AUSZUG ZUM LESEN:
BGH zur Google-Autovervollständigung: Persönlichkeitsrechte sind - auf Beschwerde hin - zu beachten
Gespeichert von Prof. Dr. Henning Ernst Müller am
Letztes Jahr hatte ich im Zusammenhang mit der Bettina-Wulff-Kontroverse darauf hngewiesen, dass Google-Mitarbeiter in ihrer Stellungnahme glatt lügen, wenn sie behaupten, in den Auto-Vervollständigungsalgorithmus bei den Suchvorschlägen werde nicht redaktionell eingegriffen. Es entwickelte sich hier im Blog eine lebhafte Diksussion darüber, ob Google auch für potentiell persönlichkeitsverletzende Assoziationsketten, die bei bestimmten Sucheingaben angezeigt werden, redaktionell verantwortlich zu machen ist.
In einem ähnlichen Fall hatte das OLG Köln im Herbst für Google entschieden - die Kombination eines Namens mit einem bestimmten (häufig angeklickten) Suchbegriff als Suchvorschlag sei in Ordnung, Google behaupte damit ja nicht, dass die (negative) Assoziation berechtigt sei, sondern nur, dass es sich um häufig kombinierte Suchbegriffe anderer Nutzer handelt.
Ich bin da anderer Ansicht, da ich denke, dass die häufigen Klicks zu einem großen Teil gerade durch den "interessanten" Suchvorschlag generiert werden.
Der BGH hat nun in diesem wesentlichen Punkt dem Kläger gegen Google Recht gegeben und die Entscheidung des OLG Köln insofern revidiert: Zwar liege unmittelbar noch keine Persönlichkeitsrechtsverletzung vor, doch hafte Google nach Kenntniserlangung (also ggf auf Beschwerde Betroffener). Dies entspricht meiner Auffassung.

VORLIEGENDES MATERIAL:

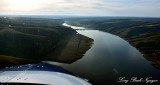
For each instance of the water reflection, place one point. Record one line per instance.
(109, 58)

ZU ERLEDIGENDE AUFGABEN:
#1 Welches Gericht hatte laut dem Beitrag zur Google-Autovervollständigung im Herbst in einem ähnlichen Fall zugunsten von Google entschieden?
#2 Führe den Beitrag zur Google-Autovervollständigung bitte im Anschluss an seinen letzten Satz weiter.
Das Material wird hier nicht gebraucht.

ERGEBNISSE JE AUFGABE:
#1 Das OLG Köln.

#2
Aus der Pressemitteilung des BGH
(Zitat)
"Die Suchwortergänzungsvorschläge "Scientology" und "Betrug" bei Eingabe des Vor- und Zunamens des Klägers zu 2 in die Internet-Suchmaschine der Beklagten beinhalten eine Beeinträchtigung des Persönlichkeitsrechts der Kläger, da ihnen ein fassbarer Aussagegehalt innewohnt, zwischen dem Kläger zu 2 und den negativ belegten Begriffen "Scientology" und/oder "Betrug" besteht ein sachlicher Zusammenhang." (...)
"Diese Beeinträchtigung des Persönlichkeitsrechts der Kläger ist der Beklagten auch unmittelbar zuzurechnen. Sie hat mit dem von ihr geschaffenen Computerprogramm das Nutzerverhalten ausgewertet und den Benutzern der Suchmaschine die entsprechenden Vorschläge unterbreitet.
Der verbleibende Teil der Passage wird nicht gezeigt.